>> BEGIN Text passage

Silent Hill 4: The Room cover art

When Halloween slips around, you have tons of choices for hosting a retro-themed scare-a-thon on your big screen. It’s easy to dive straight into the likes of Resident Evil 4, Silent Hill 2, or even Friday the 13th. Formerly obscure titles like Sweet Home on the NES and Clock Tower for the PS1 have been around long enough to catch the attention of many retro gamers as well. So let’s do something different this year. Let’s talk about some of the black sheep of horror gaming, the lesser-known and lesser-appreciated titles from the past. Set aside your knife glove, take off the goalie mask, and let one of these games dick-punch away your sanity for an evening. Today we’re looking at the red-headed stepchild of a beloved staple franchise with Silent Hill 4: The Room.

Silent Hill 4: The Room (2004, PS2/Xbox/PC)

(Click the title to watch the original E3 trailer).

If we’re going to be honest, there was no way in hell the fourth Silent Hill game could possibly live up to expectations. It wasn’t going to best the story of SH2, and with SH3 tying up the story arc which began in the original PS1 chiller, there wasn’t any ground to traverse there either. Team Silent had no choice but to move in a different direction, and birthed the idea of taking one’s own sanctuary and turning it into the least-safe place in the world. What was home became more dangerous and less inviting than the dark world around you. With no place to hide from the terrors, players would feel more immersed in the game than ever before, forced to push forward because lollygagging meant certain death.

Silent Hill 4: The Room Apartment

Henry takes apartment security seriously, folks. Image from silenthillparadise.com

Unfortunately while this was a fabulous idea for a horror-themed game, it turned out to be an awful idea for a Silent Hill title. Writer/Director Suguru Murakoshi’s nightmarish fantasy took too many departures from what fans were willing to accept of a series that had always been focused on characters personally tormented by the hellish resort town. The links to Silent Hill itself are tenuous at best, with characters appearing in the game based on old newspaper clippings and articles players may have read in SH2 and 3. The Room is far more interested in fighting than thinking. Gone are the separate difficulty selectors for action and puzzles. Gamers looking for the more cerebral experiences of earlier series entries were disappointed to find Resident Evil style item fetch quests replacing Shakespeare quotes and riddles of logic. Players hoping for better combat found themselves saddled with immortal, unkillable enemies and an AI partner during the second half of the game who must be protected from harm at all costs in order to receive the best ending. Remember how everybody loves a good Escort Mission, right?It didn’t even take place in Silent Hill–Henry Townshend’s apartment is in South Ashfield, for crying out loud. Reviewers may have praised Silent Hill 4: The Room for trying to branch out in a new direction, but most players found themselves feeling like The Room was a Silent Hill game the way the cinematic cut of Alien 3 was an Alien film: technically true, but in name only. Little wonder the next game, Silent Hill Origins, returned to the well-trod stomping grounds seen in the first three.

>> END Text passage

Exercise requirements
a. In the Silent Hill 4 article, where is Henry Townshend's apartment located?
b. Carry the Silent Hill 4 article forward from its last sentence, in the same voice.

>> BEGIN Entries provided

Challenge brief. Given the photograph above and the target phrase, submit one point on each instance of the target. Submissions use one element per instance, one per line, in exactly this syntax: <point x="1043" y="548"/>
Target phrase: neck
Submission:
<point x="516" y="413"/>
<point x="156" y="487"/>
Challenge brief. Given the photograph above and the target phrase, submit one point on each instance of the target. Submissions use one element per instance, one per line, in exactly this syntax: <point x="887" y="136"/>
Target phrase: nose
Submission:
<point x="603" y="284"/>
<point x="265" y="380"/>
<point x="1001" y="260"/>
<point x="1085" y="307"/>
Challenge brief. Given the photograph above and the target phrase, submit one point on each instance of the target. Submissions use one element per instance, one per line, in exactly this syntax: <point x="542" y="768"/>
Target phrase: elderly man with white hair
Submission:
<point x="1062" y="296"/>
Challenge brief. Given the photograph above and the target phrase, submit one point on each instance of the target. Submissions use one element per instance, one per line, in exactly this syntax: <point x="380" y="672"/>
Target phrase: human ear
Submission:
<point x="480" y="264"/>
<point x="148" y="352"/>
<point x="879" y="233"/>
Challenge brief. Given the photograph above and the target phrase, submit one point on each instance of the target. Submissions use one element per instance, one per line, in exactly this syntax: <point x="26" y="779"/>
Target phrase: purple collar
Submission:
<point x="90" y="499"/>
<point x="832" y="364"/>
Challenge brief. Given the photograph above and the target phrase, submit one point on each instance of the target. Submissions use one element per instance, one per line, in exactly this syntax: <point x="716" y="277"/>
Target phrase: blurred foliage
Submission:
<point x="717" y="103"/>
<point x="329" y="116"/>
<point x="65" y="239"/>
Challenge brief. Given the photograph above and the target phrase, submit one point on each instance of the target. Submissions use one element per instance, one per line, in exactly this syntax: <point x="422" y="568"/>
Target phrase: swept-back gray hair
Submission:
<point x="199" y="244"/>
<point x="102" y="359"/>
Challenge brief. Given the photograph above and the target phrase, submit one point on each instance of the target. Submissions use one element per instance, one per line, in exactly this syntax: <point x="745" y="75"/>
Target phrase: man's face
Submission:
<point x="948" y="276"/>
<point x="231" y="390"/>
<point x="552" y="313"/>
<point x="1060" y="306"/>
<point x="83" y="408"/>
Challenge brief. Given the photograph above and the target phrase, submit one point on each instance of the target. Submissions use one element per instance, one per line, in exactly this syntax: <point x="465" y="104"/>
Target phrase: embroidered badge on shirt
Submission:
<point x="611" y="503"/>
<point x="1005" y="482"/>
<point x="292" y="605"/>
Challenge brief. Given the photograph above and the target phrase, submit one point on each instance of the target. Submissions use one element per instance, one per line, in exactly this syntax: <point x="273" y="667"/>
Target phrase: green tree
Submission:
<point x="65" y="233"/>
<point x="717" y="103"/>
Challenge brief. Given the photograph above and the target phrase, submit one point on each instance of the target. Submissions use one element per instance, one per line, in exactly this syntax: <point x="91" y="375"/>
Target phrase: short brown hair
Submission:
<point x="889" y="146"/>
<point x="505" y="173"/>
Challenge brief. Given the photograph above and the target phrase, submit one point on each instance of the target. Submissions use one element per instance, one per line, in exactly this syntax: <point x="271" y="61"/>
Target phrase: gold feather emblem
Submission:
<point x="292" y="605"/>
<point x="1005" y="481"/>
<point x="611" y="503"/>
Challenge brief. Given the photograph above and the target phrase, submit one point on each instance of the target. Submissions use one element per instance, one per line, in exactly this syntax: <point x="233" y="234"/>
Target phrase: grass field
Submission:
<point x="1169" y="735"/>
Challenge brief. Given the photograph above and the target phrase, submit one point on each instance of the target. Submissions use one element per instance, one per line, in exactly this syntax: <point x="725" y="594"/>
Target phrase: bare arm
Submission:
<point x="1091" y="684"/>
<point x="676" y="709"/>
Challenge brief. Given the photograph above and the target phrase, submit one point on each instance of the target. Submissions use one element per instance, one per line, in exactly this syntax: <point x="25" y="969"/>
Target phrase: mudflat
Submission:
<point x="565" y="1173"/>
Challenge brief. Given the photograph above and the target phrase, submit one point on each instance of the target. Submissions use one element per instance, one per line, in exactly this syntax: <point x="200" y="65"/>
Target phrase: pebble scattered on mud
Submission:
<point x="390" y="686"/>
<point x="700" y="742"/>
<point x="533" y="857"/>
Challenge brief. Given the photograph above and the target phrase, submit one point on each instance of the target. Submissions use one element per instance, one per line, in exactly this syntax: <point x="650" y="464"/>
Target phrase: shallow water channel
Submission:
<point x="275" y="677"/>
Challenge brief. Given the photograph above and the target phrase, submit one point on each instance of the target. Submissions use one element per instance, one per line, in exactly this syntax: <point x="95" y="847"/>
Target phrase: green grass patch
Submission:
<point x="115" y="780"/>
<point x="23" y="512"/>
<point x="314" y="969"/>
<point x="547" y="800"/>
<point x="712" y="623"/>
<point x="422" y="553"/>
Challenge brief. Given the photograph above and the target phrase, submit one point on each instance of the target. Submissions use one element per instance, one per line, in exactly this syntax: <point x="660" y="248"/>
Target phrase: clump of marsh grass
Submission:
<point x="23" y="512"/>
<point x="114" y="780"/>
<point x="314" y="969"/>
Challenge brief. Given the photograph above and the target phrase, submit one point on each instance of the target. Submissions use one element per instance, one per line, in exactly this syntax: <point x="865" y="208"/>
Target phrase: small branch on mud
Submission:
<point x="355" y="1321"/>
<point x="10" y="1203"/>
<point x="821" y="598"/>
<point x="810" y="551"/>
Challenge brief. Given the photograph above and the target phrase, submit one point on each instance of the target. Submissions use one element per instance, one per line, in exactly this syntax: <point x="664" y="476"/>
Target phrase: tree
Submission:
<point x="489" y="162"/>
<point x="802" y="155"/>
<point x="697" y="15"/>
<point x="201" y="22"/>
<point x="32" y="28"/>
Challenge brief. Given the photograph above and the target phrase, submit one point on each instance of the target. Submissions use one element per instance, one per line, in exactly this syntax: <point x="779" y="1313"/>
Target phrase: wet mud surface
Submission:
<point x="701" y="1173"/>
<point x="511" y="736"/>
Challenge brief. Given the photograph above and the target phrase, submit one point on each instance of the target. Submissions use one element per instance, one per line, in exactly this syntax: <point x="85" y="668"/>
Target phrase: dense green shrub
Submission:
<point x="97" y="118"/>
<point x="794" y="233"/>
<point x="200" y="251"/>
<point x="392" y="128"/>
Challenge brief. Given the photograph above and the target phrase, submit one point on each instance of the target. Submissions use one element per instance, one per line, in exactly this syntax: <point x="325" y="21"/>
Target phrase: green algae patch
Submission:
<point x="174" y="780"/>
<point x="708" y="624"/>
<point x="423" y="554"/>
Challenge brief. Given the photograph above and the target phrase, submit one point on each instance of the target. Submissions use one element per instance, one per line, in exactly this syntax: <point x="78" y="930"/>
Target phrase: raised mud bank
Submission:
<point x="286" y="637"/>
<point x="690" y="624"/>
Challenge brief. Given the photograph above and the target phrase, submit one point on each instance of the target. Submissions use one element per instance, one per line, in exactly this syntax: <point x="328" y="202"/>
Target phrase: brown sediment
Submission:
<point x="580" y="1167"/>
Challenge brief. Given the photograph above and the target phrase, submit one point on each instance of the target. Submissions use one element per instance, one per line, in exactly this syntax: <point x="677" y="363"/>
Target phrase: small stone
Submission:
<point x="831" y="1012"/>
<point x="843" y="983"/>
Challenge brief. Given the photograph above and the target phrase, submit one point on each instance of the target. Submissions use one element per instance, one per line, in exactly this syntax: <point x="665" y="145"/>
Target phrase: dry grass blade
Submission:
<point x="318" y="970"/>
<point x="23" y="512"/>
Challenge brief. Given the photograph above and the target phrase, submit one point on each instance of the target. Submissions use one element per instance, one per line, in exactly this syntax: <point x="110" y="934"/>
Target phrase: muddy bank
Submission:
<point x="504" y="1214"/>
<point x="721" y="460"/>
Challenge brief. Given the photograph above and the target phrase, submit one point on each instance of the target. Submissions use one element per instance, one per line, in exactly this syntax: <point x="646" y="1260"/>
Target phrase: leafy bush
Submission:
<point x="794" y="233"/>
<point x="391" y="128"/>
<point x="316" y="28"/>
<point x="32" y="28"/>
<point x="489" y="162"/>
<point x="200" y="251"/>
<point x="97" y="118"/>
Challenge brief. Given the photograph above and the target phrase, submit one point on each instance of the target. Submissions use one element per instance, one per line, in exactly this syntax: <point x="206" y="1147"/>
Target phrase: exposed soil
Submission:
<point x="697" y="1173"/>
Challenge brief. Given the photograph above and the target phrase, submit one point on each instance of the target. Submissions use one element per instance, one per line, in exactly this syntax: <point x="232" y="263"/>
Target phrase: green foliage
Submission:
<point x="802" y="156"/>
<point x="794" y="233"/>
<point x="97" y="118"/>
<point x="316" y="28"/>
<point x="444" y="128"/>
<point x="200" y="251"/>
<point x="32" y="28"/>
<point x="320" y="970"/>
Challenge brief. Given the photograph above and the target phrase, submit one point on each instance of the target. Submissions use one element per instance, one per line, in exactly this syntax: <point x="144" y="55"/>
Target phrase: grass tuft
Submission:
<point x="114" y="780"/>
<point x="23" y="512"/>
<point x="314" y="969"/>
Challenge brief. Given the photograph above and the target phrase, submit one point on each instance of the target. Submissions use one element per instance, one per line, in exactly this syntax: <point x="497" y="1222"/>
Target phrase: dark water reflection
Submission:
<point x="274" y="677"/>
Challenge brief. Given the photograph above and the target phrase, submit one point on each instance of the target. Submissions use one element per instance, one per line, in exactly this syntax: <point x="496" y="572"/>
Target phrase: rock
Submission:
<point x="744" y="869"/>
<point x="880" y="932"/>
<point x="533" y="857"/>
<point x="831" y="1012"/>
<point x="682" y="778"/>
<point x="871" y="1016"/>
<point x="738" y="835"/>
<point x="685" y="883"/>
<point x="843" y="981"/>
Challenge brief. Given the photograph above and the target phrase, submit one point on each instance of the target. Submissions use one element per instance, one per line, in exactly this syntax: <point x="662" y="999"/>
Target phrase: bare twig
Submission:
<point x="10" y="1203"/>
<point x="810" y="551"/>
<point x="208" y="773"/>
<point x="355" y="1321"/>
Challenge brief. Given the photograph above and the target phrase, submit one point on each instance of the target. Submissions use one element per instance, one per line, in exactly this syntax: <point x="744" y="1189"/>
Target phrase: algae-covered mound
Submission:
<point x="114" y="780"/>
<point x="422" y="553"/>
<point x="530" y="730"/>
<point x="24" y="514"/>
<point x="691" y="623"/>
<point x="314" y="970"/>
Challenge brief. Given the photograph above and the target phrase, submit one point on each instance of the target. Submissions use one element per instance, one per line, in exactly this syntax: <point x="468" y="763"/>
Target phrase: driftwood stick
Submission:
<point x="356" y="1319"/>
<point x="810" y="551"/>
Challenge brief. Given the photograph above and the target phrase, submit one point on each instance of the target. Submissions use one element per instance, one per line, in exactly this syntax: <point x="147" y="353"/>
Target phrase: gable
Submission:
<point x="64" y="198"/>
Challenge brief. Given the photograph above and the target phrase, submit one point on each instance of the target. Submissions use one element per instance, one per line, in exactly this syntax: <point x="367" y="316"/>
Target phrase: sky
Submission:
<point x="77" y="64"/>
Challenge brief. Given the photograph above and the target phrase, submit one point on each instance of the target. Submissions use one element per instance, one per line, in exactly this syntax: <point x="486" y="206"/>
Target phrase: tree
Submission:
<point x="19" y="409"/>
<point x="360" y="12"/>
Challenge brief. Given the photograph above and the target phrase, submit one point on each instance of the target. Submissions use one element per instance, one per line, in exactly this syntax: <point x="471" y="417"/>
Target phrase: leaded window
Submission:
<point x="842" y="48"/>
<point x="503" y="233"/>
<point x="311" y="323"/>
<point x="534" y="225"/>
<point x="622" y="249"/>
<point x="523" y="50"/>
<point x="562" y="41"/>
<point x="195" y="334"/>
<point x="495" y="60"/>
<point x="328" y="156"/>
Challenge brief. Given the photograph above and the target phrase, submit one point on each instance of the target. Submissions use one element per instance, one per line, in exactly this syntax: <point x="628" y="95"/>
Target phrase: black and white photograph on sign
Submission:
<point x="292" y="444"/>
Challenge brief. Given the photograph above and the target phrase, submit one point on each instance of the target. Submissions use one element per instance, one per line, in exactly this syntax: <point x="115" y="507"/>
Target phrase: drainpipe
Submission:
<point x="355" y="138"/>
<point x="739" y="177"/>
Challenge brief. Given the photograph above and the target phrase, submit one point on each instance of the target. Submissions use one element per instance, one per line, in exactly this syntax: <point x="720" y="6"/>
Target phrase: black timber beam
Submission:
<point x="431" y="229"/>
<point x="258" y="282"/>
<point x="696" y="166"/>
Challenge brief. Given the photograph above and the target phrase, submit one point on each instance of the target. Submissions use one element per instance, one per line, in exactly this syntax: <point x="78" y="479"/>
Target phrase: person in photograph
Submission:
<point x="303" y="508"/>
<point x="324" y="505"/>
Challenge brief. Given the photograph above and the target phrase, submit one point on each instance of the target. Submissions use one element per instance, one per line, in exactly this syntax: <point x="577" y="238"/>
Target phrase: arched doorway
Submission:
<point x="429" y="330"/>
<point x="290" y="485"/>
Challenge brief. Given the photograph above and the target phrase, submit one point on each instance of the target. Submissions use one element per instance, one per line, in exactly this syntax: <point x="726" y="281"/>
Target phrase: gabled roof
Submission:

>> END Entries provided

Outputs for the tasks
a. South Ashfield.

b.
Silent Hill 4: The Room WTF?

What. The. F*ck? Image from silenthillparadise.com

Bearing all that in mind, it’s worth taking a second look at The Room. Assume it’s not a Silent Hill game at all–let’s say Konami released it as Room 302, its original working title, without the anchor of the Silent Hill name weighing it down and leading players to expect something they weren’t going to get. Would it have been as successful or sold as well? Probably not. Would it have provided players with an enjoyable experience nonetheless? You bet your ass it would. The Room stomps on genre conventions, gleefully vivisecting expectations and tropes everywhere it steps with its solid story, and continues twisting the vise tighter around the player’s skull the further they progress. If you’ve never cared for The Room, this is your chance to understand what you’re missing. It’s far from perfect, there’s plenty to complain about, but there’s also that killer Akira Yamaoka soundtrack with Mary Elizabeth McGlynn’s haunting vocals, a decent combat engine, and a story that’s well worth playing to completion. Underneath all that, it’s still a Team Silent game. Shake the dust off your Xbox, pick up your controller, and leave your expectations at the door. Silent Hill 4: The Room might be a black sheep of horror gaming, but it will still leave you unsettled and disturbed if you manage to survive the journey.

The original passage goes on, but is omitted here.